- Задание
Продолжите текст о Николае II и русских царицах, начав сразу после последнего приведенного в нем предложения.

- Источник
● ● ● ●
Как Николай II погубил империю? — страница 46 из 67

В критический момент женское очарование помогало русским царицам вести за собой солдат. Свергая супруга, незадачливого Петра III, Екатерина лично скакала ловить его особу в мундире офицера Преображенского полка. Дочь Петра I, Елизавета, устраивая свой переворот против двоюродной сестры Анны, надела на платьишко тяжеленную кавалерийскую кирасу, явилась в казармы преображенцев и повела их Зимний брать. И гвардейцы грозились за матушку всех убить или самим умереть.

Алиса Гессен-Дармштадтская чрезвычайно гламурно фотографировалась в военной форме лейб-гвардии Уланского Ея Величества полка, но представить, что она может повести солдат на спасение любимого мужа, можно только в наркотическом бреду. Главное же, что ни одну из своих основных обязанностей она не выполнила. Единственному сыну передала унаследованную от бабушки королевы Виктории гемофилию, отчего царевич Алексей истекал кровью при малейшем ушибе.

Обаяния Александра Фёдоровна лишена начисто, что видно даже по фотографиям. Чтобы найти снимок, где она улыбается, надо очень постараться. Сев на престол, Алиса меняться отказалась категорически и осталась в России чужой до самого печального конца своей семьи.

Мать Николая II Мария Фёдоровна (в девичестве датская принцесса Дагмара) со своими задачами справлялась. Была всеобщей любимицей и родила четверых сыновей, из которых до 1917 года дожили двое, причём со здоровьем и у Николая, и у Михаила было всё замечательно. Да и Георгий обещал жить долго и счастливо, не подхвати в юности туберкулёз.
● ● ● ●
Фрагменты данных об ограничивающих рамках
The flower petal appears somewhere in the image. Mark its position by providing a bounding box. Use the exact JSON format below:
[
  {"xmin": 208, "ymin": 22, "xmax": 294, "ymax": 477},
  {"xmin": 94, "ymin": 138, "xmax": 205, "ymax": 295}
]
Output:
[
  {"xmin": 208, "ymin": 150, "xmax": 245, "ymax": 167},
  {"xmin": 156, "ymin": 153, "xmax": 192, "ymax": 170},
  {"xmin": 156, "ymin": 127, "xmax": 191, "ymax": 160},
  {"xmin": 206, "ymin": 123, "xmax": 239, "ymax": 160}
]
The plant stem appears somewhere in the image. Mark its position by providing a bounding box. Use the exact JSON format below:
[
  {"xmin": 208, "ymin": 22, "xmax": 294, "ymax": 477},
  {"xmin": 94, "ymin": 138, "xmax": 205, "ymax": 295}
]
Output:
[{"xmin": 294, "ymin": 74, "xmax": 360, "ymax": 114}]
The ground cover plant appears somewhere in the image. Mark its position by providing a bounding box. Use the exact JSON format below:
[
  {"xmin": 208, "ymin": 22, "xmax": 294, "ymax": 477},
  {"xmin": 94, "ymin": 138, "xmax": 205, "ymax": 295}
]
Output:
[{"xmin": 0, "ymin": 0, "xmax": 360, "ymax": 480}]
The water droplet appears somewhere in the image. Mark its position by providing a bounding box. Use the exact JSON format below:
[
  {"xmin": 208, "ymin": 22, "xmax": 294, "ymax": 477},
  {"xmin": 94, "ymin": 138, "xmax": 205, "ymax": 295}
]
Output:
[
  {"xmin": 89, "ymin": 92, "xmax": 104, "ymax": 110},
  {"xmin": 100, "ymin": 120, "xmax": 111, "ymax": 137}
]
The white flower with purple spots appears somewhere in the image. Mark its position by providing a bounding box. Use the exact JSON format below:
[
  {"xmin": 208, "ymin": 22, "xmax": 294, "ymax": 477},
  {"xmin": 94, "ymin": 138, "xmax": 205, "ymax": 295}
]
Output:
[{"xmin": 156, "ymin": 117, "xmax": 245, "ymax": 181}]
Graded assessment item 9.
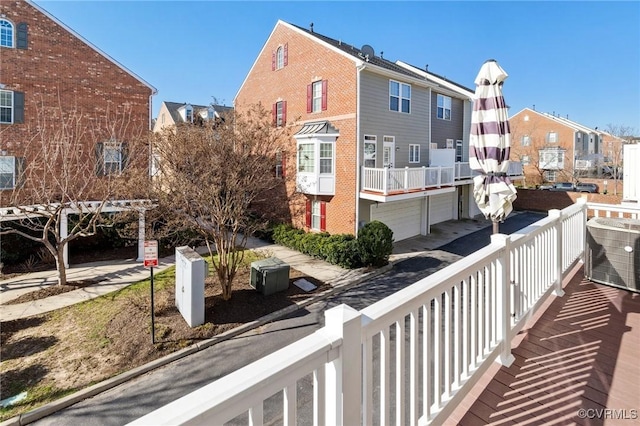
● ● ● ●
- Ответ
Почти что единственной женщиной, с которой Мария Фёдоровна не смогла найти общего языка, стала её невестка. Как, впрочем, и с подавляющим большинством всех, с кем встречалась. Мать последнего царя и его отец — император Александр III понимали, в кого влюбился наследник, и препятствовали их браку до последнего. Песня Леонида Дербенёва со словами «жениться по любви не может ни один, ни один король» появилась много позже, но суть её была известна. Наверное, Николаю тоже, но он наплевал на государственные интересы ради своих нежных чувств. Свадьба состоялась, когда Александр III уже умирал и для коронации нового императора требовалось, чтобы с ним стояла хоть какая-то супруга. К 1917 году Александра Фёдоровна превратилась во всеобщий аллерген, и ненависть к ней немало способствовала падению монархии.

В решающий момент императрица тоже оказалась беспомощной. Даже правильный совет лично возглавить войска в Пскове она подала мужу в виде робкого вопроса, а завершила длинную слезливую телеграмму вот так:

«Я не могу ничего советовать, только будь, дорогой, самим собой. Если придется покориться обстоятельствам, то Бог поможет освободиться от них. О, мой святой страдалец! Всегда с тобой неразлучно твоя Жёнушка. Пусть этот образок, который я целовала, принесёт тебе мои горячие благословения, силу, помощь. Носи Его, если даже и неудобно, ради моего спокойствия»[175].

Что уж говорить: не Феодора, не Екатерина и не Елизавета!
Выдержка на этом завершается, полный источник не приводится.